> [DO THIS]: Give back each of the lines below verbatim, keeping every character unchanged.

══════════════════════════════

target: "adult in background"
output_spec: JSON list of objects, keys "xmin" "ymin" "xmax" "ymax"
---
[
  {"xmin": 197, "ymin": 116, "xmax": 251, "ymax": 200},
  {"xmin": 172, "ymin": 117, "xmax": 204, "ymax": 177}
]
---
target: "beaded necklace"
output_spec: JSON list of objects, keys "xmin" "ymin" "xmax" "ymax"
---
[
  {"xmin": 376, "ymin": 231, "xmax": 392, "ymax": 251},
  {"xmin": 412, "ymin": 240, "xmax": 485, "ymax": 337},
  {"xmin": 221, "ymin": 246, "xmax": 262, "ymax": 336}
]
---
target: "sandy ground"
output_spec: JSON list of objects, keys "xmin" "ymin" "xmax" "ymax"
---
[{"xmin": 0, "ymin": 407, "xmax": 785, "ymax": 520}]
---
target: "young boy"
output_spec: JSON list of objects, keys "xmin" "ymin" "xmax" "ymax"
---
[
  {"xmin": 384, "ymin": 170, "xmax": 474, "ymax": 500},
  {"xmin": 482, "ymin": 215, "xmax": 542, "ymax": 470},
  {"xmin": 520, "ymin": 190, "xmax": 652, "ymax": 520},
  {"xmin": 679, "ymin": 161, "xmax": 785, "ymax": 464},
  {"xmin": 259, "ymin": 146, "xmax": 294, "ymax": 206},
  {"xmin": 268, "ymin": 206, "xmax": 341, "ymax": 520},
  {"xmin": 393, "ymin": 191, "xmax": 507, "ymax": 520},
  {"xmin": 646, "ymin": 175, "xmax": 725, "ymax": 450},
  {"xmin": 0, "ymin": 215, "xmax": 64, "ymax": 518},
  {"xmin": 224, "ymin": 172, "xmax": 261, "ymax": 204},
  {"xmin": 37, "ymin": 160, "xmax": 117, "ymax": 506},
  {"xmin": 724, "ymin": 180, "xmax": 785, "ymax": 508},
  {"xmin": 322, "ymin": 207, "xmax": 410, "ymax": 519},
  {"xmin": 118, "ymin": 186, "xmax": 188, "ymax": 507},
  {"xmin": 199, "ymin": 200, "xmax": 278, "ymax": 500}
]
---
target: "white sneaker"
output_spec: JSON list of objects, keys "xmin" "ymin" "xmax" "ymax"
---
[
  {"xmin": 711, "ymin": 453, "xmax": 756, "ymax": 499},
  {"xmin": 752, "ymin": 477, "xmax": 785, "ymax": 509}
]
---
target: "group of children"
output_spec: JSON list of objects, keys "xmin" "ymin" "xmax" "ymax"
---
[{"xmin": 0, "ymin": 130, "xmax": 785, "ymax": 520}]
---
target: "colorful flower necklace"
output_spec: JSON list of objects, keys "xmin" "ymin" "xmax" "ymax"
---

══════════════════════════════

> [CORRECT RESPONSE]:
target: "adult in background"
output_spec: JSON list of objects, keys "xmin" "ymin" "xmax" "ymax"
---
[
  {"xmin": 197, "ymin": 116, "xmax": 251, "ymax": 200},
  {"xmin": 172, "ymin": 117, "xmax": 204, "ymax": 177}
]
---
target: "beaded necklace"
output_spec: JSON list of objects, keys "xmin" "ymin" "xmax" "ymax"
---
[
  {"xmin": 376, "ymin": 231, "xmax": 392, "ymax": 251},
  {"xmin": 412, "ymin": 240, "xmax": 485, "ymax": 337},
  {"xmin": 221, "ymin": 246, "xmax": 262, "ymax": 336}
]
---
target: "sandy ground"
output_spec: JSON list of objects, keys "xmin" "ymin" "xmax" "ymax"
---
[{"xmin": 0, "ymin": 407, "xmax": 785, "ymax": 520}]
---
target: "young boy"
output_spec: JSON list of objects, keys "xmin" "ymin" "xmax" "ymax"
---
[
  {"xmin": 384, "ymin": 170, "xmax": 474, "ymax": 500},
  {"xmin": 482, "ymin": 215, "xmax": 542, "ymax": 470},
  {"xmin": 520, "ymin": 190, "xmax": 652, "ymax": 520},
  {"xmin": 679, "ymin": 161, "xmax": 785, "ymax": 464},
  {"xmin": 259, "ymin": 146, "xmax": 294, "ymax": 206},
  {"xmin": 268, "ymin": 206, "xmax": 341, "ymax": 520},
  {"xmin": 393, "ymin": 191, "xmax": 507, "ymax": 520},
  {"xmin": 646, "ymin": 175, "xmax": 725, "ymax": 450},
  {"xmin": 0, "ymin": 215, "xmax": 64, "ymax": 518},
  {"xmin": 224, "ymin": 172, "xmax": 261, "ymax": 204},
  {"xmin": 37, "ymin": 160, "xmax": 117, "ymax": 506},
  {"xmin": 724, "ymin": 180, "xmax": 785, "ymax": 508},
  {"xmin": 322, "ymin": 207, "xmax": 410, "ymax": 519},
  {"xmin": 118, "ymin": 186, "xmax": 188, "ymax": 507},
  {"xmin": 199, "ymin": 200, "xmax": 278, "ymax": 500}
]
---
target: "white sneaker"
output_spec: JSON list of objects, keys "xmin" "ymin" "xmax" "ymax"
---
[
  {"xmin": 711, "ymin": 453, "xmax": 756, "ymax": 499},
  {"xmin": 752, "ymin": 477, "xmax": 785, "ymax": 509}
]
---
target: "group of children"
output_spec: JSON list of objects, keys "xmin" "ymin" "xmax" "ymax"
---
[{"xmin": 0, "ymin": 130, "xmax": 785, "ymax": 520}]
---
target: "colorful flower necklace"
output_spec: JSON list of objects, keys "xmin" "ymin" "xmax" "ymax"
---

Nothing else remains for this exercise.